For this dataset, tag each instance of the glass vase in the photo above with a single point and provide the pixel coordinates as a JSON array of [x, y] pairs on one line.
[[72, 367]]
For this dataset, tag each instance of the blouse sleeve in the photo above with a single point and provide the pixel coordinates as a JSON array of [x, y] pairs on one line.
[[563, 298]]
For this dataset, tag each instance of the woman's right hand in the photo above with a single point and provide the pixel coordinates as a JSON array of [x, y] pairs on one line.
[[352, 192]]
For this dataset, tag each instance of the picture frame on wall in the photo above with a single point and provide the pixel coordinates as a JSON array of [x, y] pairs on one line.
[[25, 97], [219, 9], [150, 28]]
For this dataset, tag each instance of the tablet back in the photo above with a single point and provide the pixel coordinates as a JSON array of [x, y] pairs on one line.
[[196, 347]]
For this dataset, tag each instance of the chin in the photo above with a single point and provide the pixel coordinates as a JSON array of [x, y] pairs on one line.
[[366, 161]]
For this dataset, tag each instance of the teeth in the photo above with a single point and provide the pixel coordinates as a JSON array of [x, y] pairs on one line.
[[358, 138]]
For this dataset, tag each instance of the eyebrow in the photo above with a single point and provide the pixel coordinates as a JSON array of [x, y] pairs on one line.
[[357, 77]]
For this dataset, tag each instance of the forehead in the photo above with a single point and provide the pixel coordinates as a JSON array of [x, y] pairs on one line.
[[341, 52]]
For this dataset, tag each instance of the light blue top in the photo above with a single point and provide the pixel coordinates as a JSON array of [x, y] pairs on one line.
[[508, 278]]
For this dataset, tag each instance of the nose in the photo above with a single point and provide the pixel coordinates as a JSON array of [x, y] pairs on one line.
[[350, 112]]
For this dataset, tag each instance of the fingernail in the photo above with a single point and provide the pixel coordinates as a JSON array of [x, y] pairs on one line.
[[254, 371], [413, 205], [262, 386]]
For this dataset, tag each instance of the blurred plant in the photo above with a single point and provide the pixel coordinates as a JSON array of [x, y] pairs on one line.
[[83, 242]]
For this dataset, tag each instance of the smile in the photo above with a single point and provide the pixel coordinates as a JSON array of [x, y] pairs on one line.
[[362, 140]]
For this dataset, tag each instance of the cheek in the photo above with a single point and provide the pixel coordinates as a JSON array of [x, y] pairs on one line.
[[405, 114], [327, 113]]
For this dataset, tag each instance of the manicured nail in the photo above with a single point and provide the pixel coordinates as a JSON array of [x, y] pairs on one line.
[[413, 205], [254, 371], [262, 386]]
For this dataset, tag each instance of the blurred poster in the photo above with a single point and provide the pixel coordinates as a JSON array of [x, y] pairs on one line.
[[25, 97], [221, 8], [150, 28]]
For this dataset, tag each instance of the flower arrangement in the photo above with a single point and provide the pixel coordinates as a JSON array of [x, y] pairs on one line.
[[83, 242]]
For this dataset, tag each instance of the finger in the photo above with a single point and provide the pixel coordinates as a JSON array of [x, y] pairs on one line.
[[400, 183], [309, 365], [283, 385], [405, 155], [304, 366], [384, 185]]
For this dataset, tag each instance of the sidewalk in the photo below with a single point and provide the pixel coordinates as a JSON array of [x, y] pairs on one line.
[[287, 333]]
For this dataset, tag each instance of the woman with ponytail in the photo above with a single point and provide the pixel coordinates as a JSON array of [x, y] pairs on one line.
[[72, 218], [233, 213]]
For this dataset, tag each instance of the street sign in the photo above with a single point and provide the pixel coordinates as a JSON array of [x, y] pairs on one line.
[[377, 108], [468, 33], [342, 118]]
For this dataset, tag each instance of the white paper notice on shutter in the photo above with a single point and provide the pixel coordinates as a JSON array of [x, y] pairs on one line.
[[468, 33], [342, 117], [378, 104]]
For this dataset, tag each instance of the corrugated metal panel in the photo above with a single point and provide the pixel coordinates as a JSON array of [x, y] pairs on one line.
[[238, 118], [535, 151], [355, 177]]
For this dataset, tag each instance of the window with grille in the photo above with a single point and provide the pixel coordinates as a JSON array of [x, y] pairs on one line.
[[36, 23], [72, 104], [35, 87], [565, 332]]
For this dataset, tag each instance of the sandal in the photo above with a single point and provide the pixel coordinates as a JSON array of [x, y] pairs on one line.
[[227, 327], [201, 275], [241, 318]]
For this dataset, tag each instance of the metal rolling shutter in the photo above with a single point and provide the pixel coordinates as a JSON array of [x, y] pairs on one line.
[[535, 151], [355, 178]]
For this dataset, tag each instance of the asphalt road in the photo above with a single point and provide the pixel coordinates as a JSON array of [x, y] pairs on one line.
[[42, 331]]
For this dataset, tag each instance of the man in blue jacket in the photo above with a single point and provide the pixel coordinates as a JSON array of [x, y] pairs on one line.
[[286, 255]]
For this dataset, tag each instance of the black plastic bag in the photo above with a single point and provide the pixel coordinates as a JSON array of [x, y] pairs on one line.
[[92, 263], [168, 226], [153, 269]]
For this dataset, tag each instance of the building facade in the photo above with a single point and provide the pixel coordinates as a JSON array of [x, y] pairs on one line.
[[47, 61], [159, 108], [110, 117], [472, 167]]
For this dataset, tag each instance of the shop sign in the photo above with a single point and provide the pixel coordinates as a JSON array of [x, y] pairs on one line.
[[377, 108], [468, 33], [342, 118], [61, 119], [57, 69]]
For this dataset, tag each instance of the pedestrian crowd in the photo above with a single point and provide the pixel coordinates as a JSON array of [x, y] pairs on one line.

→ WHAT IS BEING ASKED: Return the lines of the items verbatim, starting at the first line and ending at the line that contains "[[352, 192]]", both included.

→ SOLUTION TO THIS TASK:
For this dataset, tag each instance of the glass vase in the photo above with a single point and provide the pixel coordinates as a JSON array of [x, y] pairs on one line.
[[72, 367]]
For this dataset, tag each instance of the blouse sleeve in the photo above with a single point and provide the pixel coordinates as a JSON array of [x, y] pairs on one line.
[[563, 298]]
For this dataset, tag each instance of the woman's right hand in the photo above with a single point and provide the pixel coordinates as a JSON array of [x, y] pairs on one line.
[[352, 192]]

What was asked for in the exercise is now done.